-------- Source material --------

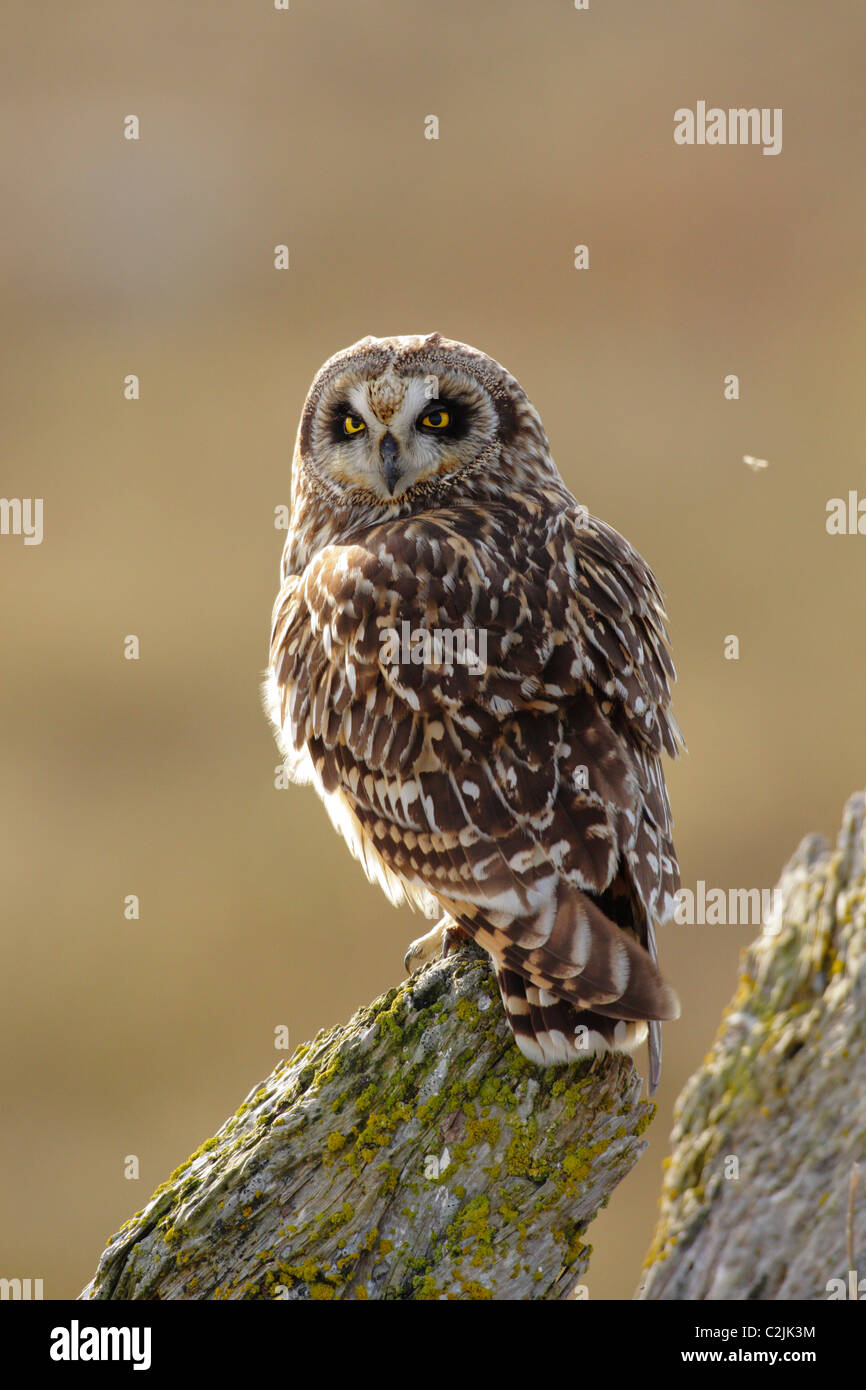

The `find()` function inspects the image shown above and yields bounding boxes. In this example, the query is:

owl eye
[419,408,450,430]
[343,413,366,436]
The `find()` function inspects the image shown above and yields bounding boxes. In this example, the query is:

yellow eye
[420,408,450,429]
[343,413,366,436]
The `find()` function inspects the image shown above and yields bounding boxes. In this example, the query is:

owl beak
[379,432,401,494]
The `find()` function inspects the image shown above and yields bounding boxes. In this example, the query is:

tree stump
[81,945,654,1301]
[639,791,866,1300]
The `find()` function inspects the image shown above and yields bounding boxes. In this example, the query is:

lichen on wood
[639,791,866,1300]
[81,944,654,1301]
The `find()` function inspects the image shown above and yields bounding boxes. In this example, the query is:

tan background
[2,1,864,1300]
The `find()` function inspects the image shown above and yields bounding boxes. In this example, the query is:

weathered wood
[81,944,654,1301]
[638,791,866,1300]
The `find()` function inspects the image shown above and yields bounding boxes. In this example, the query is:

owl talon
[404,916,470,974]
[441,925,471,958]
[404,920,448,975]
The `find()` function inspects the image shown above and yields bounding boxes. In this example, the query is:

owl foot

--------

Copy out the entries verbatim, but skip every picture.

The `find()` function inspects the image shown above and yields bounding boxes. In this example, the query is:

owl eye
[419,408,450,430]
[343,413,366,436]
The `find()` function inspects the image shown above and yields bounding boxes. In this example, the query is:

yellow eye
[420,408,450,429]
[343,413,366,436]
The `find()` function inspects the image shown above and yields bounding boxes. In this example, the query is:

owl beak
[379,432,401,494]
The `find()` function inspects the image shown above and yields bounding boxes. In this example, the query is:

tree stump
[81,945,654,1301]
[639,791,866,1300]
The `find()` function inspects the image shown above and yields bounding boxes. In this example, the query is:

lichen on wood
[639,791,866,1300]
[81,944,654,1301]
The `find()` function inspects the image shown above and yields bounding boxes. In this example, the query is:

tan background
[2,1,864,1300]
The `find()` function inspects the image shown above and yields bounding boxes. In this example, the query is:

weathered wood
[81,944,654,1301]
[638,791,866,1300]
The `find()` function inspects the image shown above and yields bounding boxes. In this example, the query is:

owl talon
[404,916,470,974]
[441,925,471,958]
[404,920,448,975]
The `find()` function inspects the image shown above and yields bounding boxes. In this example, the query is:

owl foot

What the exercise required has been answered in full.